▶ _Stored entries_
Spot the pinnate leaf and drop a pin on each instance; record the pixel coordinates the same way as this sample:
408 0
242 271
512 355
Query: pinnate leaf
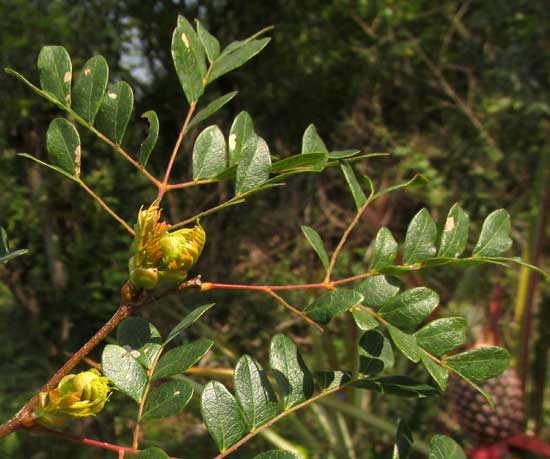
124 371
442 335
495 235
115 111
293 377
168 399
455 233
254 392
420 239
480 364
54 65
63 143
89 88
222 415
332 303
209 154
181 358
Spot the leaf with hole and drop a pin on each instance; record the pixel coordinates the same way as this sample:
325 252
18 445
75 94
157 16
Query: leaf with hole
124 371
480 364
188 320
142 338
410 308
385 249
316 243
54 65
254 393
293 377
189 60
254 165
209 154
455 233
222 415
494 239
89 88
324 308
63 143
168 399
375 353
115 111
181 358
442 335
210 109
150 141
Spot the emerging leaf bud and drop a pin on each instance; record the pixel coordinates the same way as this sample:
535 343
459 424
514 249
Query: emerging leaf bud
76 396
160 256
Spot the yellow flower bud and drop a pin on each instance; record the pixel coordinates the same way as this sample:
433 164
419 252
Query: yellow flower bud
80 395
160 256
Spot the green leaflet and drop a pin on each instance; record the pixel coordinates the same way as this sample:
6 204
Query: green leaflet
115 111
209 154
293 377
254 392
89 88
54 65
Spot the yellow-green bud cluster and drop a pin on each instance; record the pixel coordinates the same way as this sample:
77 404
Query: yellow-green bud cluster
160 256
76 396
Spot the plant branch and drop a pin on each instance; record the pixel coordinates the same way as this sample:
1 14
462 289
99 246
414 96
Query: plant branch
105 206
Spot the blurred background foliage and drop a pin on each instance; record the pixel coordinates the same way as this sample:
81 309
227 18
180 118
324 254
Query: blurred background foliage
456 90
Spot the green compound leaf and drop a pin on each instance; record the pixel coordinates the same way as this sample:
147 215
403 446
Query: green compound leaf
406 343
210 109
181 358
438 373
494 239
54 65
124 371
327 380
168 399
480 364
293 377
241 131
254 392
222 415
189 60
277 454
209 42
148 145
5 253
317 243
254 165
228 61
189 320
364 319
410 308
420 239
357 192
397 385
455 233
442 447
332 303
442 335
141 338
403 441
376 290
152 453
89 88
209 154
63 143
312 142
375 353
115 111
385 249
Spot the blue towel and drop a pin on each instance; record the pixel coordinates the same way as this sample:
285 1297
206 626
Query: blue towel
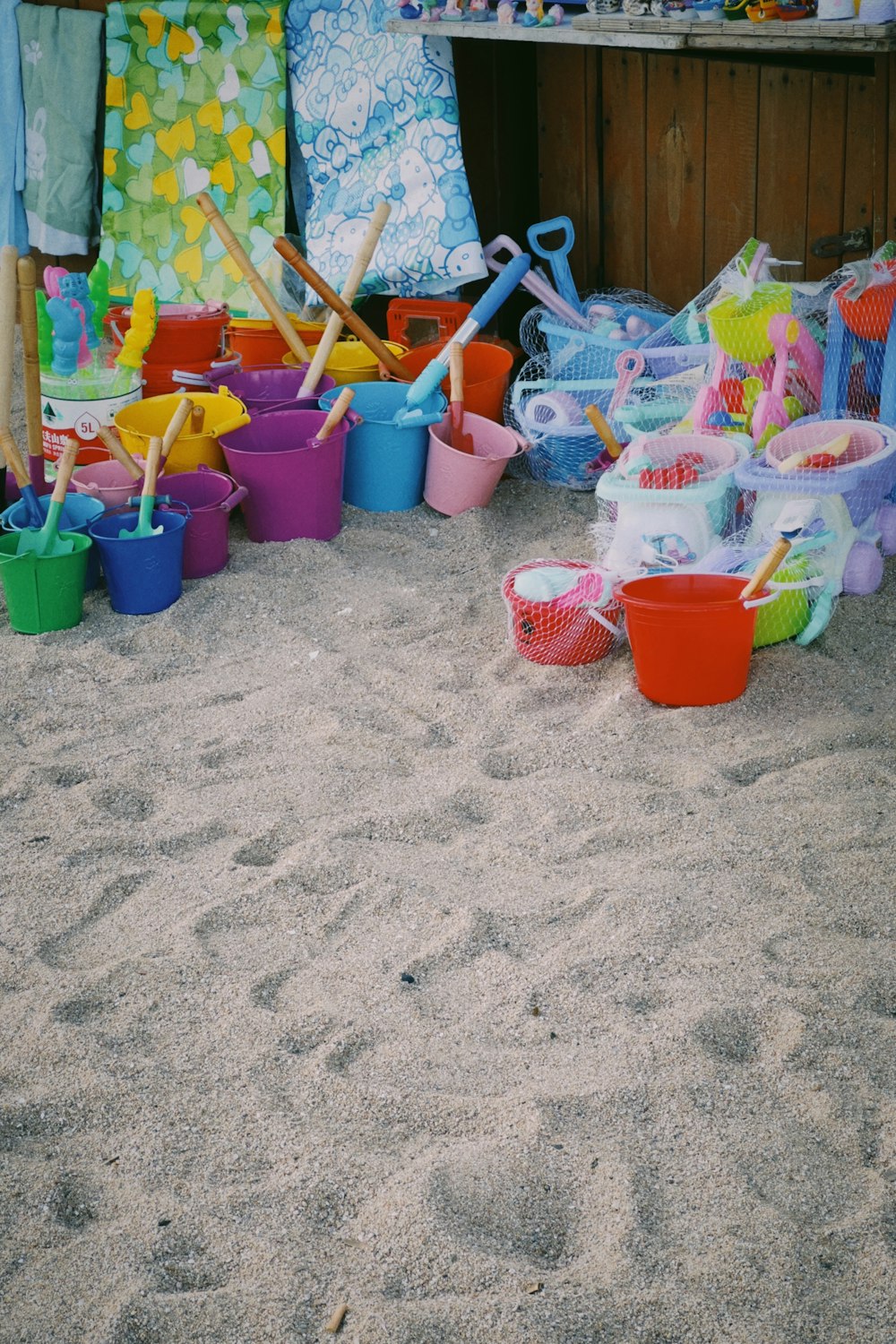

▶ _YOUR ASSIGNMENT_
How many lines of these entries contain the string "sample"? Reply with the number alone.

▶ _WRITTEN ANSWER_
10